--- begin ---

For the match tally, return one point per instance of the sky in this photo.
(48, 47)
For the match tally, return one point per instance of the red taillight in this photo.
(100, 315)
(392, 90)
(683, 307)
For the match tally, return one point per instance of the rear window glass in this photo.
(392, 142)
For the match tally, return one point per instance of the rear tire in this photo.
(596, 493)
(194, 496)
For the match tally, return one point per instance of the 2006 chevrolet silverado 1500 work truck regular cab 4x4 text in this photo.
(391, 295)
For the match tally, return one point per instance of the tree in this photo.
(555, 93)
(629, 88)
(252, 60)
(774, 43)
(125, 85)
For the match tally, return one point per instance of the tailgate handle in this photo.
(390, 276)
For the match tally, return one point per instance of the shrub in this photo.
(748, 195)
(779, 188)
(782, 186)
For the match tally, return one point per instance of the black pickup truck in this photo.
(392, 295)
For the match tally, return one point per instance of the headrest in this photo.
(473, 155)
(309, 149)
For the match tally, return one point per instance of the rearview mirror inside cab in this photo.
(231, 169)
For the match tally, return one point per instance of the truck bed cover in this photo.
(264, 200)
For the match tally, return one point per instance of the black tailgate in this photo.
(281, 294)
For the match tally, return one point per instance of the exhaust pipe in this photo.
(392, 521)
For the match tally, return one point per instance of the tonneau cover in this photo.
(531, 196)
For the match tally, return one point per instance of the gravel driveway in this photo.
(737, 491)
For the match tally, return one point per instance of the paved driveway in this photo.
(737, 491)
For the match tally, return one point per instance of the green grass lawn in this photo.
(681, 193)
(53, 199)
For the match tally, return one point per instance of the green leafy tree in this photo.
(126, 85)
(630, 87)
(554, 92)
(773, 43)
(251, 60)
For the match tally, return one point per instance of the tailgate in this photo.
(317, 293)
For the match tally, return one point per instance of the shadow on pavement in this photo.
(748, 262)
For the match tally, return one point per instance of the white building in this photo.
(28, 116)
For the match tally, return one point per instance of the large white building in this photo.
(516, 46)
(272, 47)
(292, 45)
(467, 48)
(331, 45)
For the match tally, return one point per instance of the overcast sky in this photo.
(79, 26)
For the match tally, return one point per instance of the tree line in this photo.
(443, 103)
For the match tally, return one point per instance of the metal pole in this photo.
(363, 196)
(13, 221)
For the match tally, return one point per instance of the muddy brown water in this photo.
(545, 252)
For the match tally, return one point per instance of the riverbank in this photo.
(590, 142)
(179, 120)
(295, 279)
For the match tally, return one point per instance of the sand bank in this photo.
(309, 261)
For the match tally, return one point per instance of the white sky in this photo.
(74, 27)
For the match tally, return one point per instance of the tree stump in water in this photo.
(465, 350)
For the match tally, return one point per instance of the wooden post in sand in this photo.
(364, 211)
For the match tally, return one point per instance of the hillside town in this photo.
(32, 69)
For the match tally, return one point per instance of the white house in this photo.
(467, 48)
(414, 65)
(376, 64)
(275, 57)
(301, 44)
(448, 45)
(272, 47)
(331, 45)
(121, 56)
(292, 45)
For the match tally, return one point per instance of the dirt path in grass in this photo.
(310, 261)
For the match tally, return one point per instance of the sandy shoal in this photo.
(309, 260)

--- end ---

▶ [WRITTEN REQUEST] Each line from the one containing "sand in this photo." to the end of the records should be echoed exactly, and no other line.

▶ [TASK SOLUTION]
For the match tally, return one point per instance of the wooden post in sand in this photo.
(364, 211)
For the match tally, return one point per instance of the hillside town in this photo.
(32, 69)
For the match tally, return one point per instance of the white house in this photo.
(467, 48)
(414, 65)
(376, 64)
(275, 57)
(301, 44)
(448, 45)
(272, 47)
(331, 45)
(121, 56)
(292, 45)
For the match tally, return one point per instance of the dirt path in grass in this photo.
(310, 261)
For the match tally, return one point per instance of the sandy shoal in this photo.
(309, 260)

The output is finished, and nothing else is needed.